911日の内閣改造から2カ月足らず、しかも1週間のうちに2人の重要閣僚が相次いで辞任に追い込まれた。菅原前経産相に続き、当時の河井法務大臣が「政治とカネ」の問題で政権を去ったのは10月末のこと。いずれも「文集砲」といわれる「週刊文春」の報道がきっかけだった。

河井法務相の辞任につながった疑惑とは何か。

週刊文春117日号によると、7月の参院選で初当選した河井氏の妻・案里氏の事務所が、選挙カーで投票を呼びかける、いわゆる「ウグイス嬢」13人に、公職選挙法で定められた上限である一人当たり15000円の倍の3万円の報酬を支払っていたという。

事実ならば、公職選挙法が禁じる典型的な運動員買収に当たる。有罪になれば、3年以下の懲役・禁固又は50万円以下の罰金。買収などの選挙違反は連座制が適用され、秘書だけでなく候補者も当選無効になる場合がある。

小野寺元防衛相の場合、地元の有権者に線香セット配ったということで書類送検され、結果的に公民権停止となった。小野寺氏は議員も辞め、しばらくは立候補もできなかった。

» **保存データ**:
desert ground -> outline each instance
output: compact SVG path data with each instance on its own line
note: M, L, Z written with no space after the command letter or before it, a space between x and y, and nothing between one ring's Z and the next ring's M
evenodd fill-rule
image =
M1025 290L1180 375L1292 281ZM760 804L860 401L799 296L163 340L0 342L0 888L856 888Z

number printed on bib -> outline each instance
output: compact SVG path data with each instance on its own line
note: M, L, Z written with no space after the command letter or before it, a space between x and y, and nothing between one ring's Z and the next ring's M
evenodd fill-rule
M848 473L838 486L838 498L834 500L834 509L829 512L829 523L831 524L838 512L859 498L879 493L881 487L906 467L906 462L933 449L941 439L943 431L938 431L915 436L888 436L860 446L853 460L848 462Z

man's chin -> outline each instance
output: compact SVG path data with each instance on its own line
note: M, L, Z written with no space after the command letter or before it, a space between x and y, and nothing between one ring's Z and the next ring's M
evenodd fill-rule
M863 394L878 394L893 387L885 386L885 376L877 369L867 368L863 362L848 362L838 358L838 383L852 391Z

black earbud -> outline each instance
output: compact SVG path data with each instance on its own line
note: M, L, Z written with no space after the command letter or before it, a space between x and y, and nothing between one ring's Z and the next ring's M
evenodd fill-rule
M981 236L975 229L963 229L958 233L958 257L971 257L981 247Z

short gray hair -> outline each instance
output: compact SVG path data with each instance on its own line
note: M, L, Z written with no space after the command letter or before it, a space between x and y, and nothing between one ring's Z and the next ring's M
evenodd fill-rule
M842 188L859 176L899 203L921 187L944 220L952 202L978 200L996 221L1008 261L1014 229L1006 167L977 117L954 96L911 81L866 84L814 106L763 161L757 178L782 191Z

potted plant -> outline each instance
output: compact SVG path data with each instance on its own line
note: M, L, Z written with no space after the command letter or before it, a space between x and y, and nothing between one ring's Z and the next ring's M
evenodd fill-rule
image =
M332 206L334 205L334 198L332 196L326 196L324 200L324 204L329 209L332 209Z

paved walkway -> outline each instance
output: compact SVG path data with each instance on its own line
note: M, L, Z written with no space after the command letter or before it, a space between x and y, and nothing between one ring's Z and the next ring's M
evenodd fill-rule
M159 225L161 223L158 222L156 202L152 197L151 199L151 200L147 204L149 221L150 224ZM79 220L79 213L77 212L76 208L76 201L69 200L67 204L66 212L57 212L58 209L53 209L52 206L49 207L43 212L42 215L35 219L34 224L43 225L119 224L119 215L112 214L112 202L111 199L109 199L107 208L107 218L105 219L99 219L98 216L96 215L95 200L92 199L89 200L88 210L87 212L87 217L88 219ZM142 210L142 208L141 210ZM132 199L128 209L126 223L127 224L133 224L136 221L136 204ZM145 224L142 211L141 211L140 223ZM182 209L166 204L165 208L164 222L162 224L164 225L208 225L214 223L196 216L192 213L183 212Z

» **作業内容**:
1. 河井法務相の辞任に関する記事から、「911日の内閣改造から2カ月」から「の報酬を支払っていたという。」までを、両端の語句も含めて一字一句そのまま書き写してください。
2. 閣僚辞任をめぐる記事を、最後の文の後から書き継ぐ。

» **回答一覧**:
1.
911日の内閣改造から2カ月足らず、しかも1週間のうちに2人の重要閣僚が相次いで辞任に追い込まれた。菅原前経産相に続き、当時の河井法務大臣が「政治とカネ」の問題で政権を去ったのは10月末のこと。いずれも「文集砲」といわれる「週刊文春」の報道がきっかけだった。

河井法務相の辞任につながった疑惑とは何か。

週刊文春117日号によると、7月の参院選で初当選した河井氏の妻・案里氏の事務所が、選挙カーで投票を呼びかける、いわゆる「ウグイス嬢」13人に、公職選挙法で定められた上限である一人当たり15000円の倍の3万円の報酬を支払っていたという。

2.
今回の一件について、河井氏は「私も妻もまったくあずかり知らないところ。しっかりと調査して説明責任を果たしてまいりたい」と発言していたが、河井氏は衆院当選7回のベテランで、案里氏の選挙活動も事実上仕切っていたと、週刊文春は指摘している。

また、案里氏も「記事には大変驚いているが、内容をよく確認し、事実関係の把握に努めたうえで説明責任を果たしていきたい」というコメントを出しているが、案里氏は広島県議を4期つとめ、県知事選にも出馬した政治家である。いずれにしても知らなかったでは済まされない。夫婦とも国会の場で説明責任を果たしてもらいたい。

今回辞任した2人は、菅官房長官の側近と言われている。自民党には、無派閥の菅氏を囲むグループがいくつかあり、河井氏は「向日葵(ひまわり)会」の世話人であり、菅原氏は「令和の会」の中心メンバー。初入閣できたのも「菅さんの後押しがあったからこそ」と言われているという。

自民党の中からも厳しい意見が出ている。船田元衆院議員は「第1次安倍政権の『辞任ドミノ』を想起させる状況。相当引き締めて手直しを図らないと政権運営は難しくなる」と危機感を募らせている。

ところが、2人の閣僚辞任のあとも閣僚による心ない失言が相次いでいる。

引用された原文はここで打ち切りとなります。